Belki bugün bir ideali yaşamıyoruz ama ben birinci İstanbul Fashion Week'ten itibaren işin mutfağında olduğum için, hatta biraz objektifliğimi kaybetmiş olsam da ne tür zorluklarla oraya gelindiğini biliyorum. Şu anki ilk hedefimiz bir öncekinden daha iyi olmak." diyerek her geçen sene daha iyi yerlere geleceğimize inanan Mehtap Elaidi, bu sıralar yoğun bir tempo ile çalışıyor. Bir yandan 'Bir Yolculuk Hikayesi' adlı koleksiyonunu moda haftasında görücüye çıkarmaya hazırlanan ünlü modacı, bir yandan da İstanbul Fashion Week'in son hazırlıkları ile uğraşıyor. Bu yoğunlugunun arasında yakaladığımız Mehtap Elaidi ile biz de moda ve İstanbul Fashion Week üzerine bir söyleşi gerçeklestirdik.

→ Yapılacak İş: Yukarıdaki moda haftası metninde geçen kişi, etkinlik ve koleksiyon adlarını, her birini bir kez yazarak listeleyin.

→ Verilen Bilgiler:
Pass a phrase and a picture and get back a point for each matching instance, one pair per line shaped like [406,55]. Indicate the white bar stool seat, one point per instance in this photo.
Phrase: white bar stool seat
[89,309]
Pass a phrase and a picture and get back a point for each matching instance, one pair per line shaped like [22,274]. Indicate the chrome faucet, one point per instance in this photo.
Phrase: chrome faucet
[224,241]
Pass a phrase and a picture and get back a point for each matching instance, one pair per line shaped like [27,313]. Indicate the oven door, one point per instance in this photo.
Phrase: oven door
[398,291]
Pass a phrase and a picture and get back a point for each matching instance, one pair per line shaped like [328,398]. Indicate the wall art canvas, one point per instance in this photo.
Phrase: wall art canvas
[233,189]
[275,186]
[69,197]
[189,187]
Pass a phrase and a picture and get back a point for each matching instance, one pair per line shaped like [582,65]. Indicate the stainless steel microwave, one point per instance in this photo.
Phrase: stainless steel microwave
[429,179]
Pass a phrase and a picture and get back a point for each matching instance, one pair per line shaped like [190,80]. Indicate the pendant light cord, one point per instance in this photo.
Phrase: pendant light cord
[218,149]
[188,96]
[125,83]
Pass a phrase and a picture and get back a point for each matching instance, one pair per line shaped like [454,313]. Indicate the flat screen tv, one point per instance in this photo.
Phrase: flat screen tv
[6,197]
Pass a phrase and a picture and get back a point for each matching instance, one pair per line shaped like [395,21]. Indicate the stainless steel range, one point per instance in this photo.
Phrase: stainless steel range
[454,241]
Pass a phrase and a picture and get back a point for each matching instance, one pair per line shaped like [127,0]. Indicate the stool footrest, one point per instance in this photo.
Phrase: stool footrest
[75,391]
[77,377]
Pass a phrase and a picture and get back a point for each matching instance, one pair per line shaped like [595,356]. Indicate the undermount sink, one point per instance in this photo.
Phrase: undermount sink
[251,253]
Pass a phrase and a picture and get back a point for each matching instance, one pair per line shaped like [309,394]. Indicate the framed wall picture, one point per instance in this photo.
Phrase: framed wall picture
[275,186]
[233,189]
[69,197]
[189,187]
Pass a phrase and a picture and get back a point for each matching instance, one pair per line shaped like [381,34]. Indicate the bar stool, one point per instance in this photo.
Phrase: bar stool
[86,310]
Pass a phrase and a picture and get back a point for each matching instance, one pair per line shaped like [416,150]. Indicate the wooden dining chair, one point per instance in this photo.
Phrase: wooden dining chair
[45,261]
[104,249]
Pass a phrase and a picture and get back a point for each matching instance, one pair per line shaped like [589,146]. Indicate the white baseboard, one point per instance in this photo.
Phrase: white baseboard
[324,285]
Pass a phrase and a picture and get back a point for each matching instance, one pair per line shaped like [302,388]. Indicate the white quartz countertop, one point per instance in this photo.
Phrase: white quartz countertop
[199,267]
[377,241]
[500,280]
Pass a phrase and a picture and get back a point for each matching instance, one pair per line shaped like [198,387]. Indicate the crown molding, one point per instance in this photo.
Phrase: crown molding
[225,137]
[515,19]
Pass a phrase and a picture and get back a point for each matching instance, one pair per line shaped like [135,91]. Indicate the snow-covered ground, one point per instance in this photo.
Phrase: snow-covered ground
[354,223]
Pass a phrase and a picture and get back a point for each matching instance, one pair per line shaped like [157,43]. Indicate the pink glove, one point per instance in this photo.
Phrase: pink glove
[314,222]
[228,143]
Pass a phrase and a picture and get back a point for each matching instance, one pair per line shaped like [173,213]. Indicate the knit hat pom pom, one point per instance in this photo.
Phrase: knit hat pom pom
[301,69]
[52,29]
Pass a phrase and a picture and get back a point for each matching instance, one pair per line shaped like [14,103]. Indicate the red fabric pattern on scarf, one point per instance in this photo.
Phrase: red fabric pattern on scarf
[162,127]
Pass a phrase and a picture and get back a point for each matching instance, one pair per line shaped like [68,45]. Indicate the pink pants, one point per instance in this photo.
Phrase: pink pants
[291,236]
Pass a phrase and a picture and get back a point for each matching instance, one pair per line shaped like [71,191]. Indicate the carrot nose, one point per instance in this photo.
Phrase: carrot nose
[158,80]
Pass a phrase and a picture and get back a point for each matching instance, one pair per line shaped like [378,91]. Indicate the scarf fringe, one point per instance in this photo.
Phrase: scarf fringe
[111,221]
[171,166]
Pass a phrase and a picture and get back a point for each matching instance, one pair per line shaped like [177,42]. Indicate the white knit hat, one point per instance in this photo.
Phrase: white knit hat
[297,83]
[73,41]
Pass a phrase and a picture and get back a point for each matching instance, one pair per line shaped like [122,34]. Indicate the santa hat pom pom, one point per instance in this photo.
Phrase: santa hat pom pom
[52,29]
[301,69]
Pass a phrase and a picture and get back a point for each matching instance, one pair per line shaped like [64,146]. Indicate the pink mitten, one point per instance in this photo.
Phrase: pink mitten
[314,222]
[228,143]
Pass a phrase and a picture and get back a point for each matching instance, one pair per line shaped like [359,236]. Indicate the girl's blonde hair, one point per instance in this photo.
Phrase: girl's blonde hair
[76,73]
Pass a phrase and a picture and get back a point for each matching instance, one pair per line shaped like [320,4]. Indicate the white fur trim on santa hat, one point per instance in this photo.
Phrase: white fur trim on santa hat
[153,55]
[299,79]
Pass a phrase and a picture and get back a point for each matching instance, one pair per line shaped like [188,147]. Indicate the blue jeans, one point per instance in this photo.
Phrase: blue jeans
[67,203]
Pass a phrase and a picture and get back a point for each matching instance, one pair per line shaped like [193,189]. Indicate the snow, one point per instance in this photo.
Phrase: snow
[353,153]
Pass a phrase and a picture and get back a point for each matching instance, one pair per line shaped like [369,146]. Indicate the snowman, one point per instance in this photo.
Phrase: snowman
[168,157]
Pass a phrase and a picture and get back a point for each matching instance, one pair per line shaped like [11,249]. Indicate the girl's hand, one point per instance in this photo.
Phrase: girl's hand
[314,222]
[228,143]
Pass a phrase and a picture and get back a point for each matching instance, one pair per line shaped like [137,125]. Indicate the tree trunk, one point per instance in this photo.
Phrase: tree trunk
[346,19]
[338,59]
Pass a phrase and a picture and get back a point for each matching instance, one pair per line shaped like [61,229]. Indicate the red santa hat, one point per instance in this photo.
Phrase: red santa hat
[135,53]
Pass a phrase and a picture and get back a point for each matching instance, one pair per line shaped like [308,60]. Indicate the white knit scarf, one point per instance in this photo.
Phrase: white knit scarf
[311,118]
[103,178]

→ Görev Çıktısı:
- Mehtap Elaidi
- İstanbul Fashion Week
- Bir Yolculuk Hikayesi